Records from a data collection
- - - - -

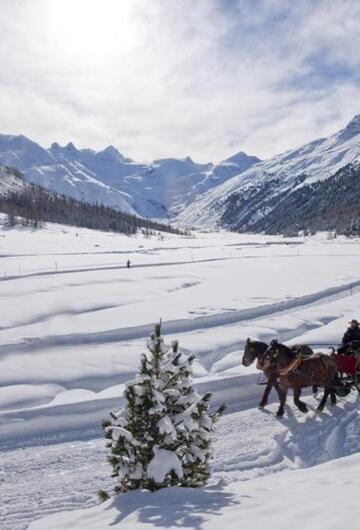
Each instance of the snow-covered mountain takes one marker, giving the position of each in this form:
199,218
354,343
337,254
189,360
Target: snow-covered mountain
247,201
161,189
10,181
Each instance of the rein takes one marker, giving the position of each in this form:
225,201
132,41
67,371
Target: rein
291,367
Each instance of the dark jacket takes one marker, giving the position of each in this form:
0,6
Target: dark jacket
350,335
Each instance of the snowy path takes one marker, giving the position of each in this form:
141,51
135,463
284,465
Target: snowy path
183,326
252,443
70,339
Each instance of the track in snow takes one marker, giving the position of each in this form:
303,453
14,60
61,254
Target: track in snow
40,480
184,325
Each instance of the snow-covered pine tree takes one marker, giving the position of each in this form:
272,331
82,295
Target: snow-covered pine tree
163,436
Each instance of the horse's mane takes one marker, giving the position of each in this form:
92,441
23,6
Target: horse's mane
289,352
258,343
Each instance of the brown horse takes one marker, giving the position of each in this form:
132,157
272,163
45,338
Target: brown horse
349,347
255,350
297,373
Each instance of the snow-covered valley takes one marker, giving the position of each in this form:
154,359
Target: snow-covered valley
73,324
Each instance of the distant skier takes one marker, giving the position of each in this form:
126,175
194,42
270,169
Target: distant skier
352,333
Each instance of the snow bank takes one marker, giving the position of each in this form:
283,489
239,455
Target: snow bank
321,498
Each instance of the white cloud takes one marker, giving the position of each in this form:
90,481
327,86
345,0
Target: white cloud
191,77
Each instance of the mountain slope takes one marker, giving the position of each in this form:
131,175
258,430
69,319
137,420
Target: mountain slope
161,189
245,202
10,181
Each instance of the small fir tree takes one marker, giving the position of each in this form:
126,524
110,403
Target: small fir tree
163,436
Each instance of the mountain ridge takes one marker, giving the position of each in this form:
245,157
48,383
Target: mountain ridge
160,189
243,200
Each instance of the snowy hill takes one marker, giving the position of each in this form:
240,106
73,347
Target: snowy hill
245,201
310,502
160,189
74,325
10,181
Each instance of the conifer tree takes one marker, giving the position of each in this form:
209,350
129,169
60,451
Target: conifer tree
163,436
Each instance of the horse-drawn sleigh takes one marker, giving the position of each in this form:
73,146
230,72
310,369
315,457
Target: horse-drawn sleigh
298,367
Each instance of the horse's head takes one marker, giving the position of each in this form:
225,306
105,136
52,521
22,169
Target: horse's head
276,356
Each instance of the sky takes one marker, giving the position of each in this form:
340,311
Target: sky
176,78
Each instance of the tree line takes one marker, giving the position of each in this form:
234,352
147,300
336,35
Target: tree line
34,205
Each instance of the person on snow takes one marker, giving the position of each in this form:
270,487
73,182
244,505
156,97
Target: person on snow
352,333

- - - - -

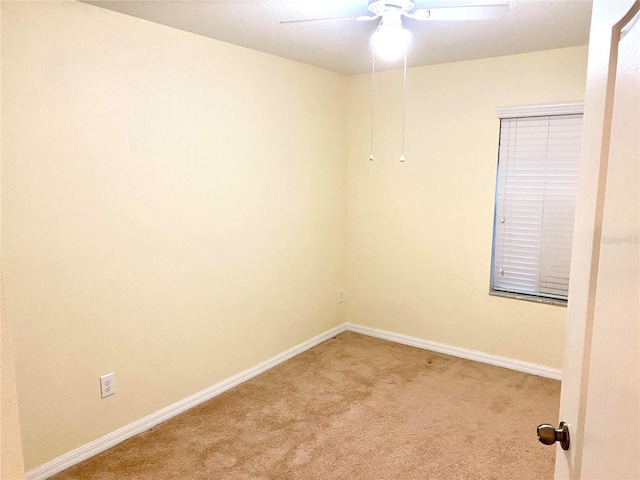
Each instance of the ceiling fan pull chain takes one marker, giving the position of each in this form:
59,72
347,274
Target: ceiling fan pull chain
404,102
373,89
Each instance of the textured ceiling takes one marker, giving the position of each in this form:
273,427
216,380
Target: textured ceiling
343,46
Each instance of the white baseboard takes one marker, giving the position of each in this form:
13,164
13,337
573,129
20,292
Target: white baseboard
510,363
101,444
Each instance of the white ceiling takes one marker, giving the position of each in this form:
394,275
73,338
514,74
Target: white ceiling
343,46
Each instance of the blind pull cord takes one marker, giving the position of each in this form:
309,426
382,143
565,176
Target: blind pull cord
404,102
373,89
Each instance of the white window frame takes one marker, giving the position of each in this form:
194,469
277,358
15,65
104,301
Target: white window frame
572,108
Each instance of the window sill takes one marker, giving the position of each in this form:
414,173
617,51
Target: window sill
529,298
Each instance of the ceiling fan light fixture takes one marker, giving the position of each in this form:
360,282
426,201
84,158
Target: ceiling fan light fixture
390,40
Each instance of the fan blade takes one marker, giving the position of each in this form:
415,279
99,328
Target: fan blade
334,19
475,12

- - - - -

In the entries above, please find the line with "Each instance of the snow-covered pine" and the line with "Each instance of the distant", then write out exactly those two lines and every line between them, and nothing more.

Your solution
Each instance of the snow-covered pine tree takes one marker, giving the position of each in this form:
272,331
82,295
Target: snow-covered pine tree
163,436
Each instance of the horse's mane takes one marker, giving the position of each in this form:
92,441
23,6
Target: horse's mane
289,352
258,343
Each instance of the brown horse takes one marker, giving the position of each in this form:
132,157
272,163
45,338
Target: brown horse
349,347
255,350
297,373
Each instance of the snow-covered valley takes one marker, giving the position of each in this form:
154,359
Target: snow-covered valley
73,324
Each instance of the distant skier takes one marker, giving the position of each in this form:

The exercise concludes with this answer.